- _Exercise objective_:
The whole of the data must be transcribed exactly.

(Records from a collection)
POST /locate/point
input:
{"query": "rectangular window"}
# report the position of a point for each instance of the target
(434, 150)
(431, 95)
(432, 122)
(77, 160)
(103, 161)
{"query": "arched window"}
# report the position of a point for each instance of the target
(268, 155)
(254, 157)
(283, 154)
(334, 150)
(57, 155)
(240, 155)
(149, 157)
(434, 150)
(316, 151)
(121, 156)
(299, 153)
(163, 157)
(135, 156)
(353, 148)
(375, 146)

- _Response to this exercise_:
POST /locate/point
input:
{"query": "rectangular window"}
# report the position of a point for each instance of the target
(434, 150)
(431, 95)
(432, 122)
(77, 160)
(103, 161)
{"query": "arched window"}
# report the position of a point for each instance of the target
(268, 155)
(254, 157)
(283, 154)
(334, 150)
(57, 155)
(240, 155)
(149, 157)
(434, 150)
(316, 151)
(121, 156)
(299, 153)
(163, 157)
(135, 156)
(353, 148)
(375, 146)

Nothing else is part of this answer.